What you are asked to do -
Reproduce everything from the line containing "sky in the photo below" down to the line containing "[[224, 150]]", both included, with their requests, adding 142 to every x and y coordinate in the answers. Leave the pictures out, and keep the requests and their format samples unchanged.

Data lines -

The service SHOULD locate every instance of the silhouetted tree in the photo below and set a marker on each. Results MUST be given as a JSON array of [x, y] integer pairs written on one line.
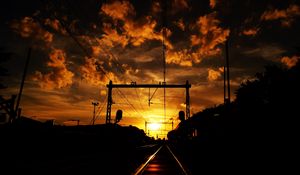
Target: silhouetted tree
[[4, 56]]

...

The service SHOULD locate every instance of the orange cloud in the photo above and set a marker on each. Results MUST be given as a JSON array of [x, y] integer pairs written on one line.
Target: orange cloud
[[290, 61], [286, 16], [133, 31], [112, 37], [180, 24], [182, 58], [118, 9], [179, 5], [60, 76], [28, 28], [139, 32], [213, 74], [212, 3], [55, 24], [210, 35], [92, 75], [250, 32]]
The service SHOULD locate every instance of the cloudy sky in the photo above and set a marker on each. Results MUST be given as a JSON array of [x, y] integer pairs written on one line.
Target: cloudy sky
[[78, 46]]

---

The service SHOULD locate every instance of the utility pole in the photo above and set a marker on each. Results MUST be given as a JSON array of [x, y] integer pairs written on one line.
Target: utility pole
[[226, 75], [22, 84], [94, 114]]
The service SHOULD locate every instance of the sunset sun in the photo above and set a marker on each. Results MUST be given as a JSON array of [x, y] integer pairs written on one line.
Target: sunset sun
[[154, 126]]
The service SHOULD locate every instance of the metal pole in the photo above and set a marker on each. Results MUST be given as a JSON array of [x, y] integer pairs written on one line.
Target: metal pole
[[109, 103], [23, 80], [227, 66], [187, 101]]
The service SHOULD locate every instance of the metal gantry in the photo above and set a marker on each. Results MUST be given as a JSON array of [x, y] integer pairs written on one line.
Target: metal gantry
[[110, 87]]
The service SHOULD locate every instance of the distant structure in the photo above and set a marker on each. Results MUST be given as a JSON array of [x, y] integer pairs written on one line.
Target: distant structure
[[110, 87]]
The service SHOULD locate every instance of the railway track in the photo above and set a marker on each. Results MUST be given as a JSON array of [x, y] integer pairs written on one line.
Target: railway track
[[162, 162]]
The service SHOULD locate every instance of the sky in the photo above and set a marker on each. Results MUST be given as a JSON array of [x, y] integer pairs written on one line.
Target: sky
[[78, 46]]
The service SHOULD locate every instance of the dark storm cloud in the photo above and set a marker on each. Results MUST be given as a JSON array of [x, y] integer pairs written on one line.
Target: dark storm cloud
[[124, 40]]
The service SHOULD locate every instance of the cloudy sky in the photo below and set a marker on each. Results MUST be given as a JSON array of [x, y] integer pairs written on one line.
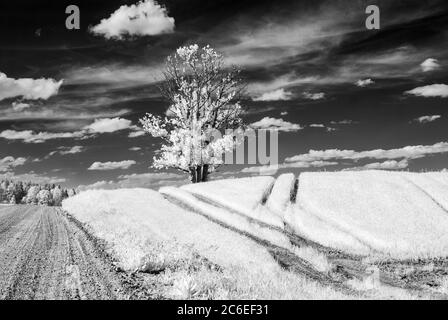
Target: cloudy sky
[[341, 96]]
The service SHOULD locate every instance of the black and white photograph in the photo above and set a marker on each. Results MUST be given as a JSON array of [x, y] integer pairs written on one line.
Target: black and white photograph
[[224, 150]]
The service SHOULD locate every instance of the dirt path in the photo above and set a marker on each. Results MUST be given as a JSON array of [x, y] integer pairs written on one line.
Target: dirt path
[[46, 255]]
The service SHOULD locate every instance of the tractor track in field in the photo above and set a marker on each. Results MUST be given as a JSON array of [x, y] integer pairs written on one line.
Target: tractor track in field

Answer -
The service SHOULD locate every instance of the cloudy sky in the photo below and set a marker on each. Results MUST be given as a JSON array of [x, y] integer pairs written on one line.
Target: cloudy sky
[[483, 238]]
The service SHOULD locate every instance of the black and white photograph in the photo above and set a marker on each. Results MUST be given as a JSON array of [x, y] integer pairs written on one line.
Target: black and white photograph
[[366, 292]]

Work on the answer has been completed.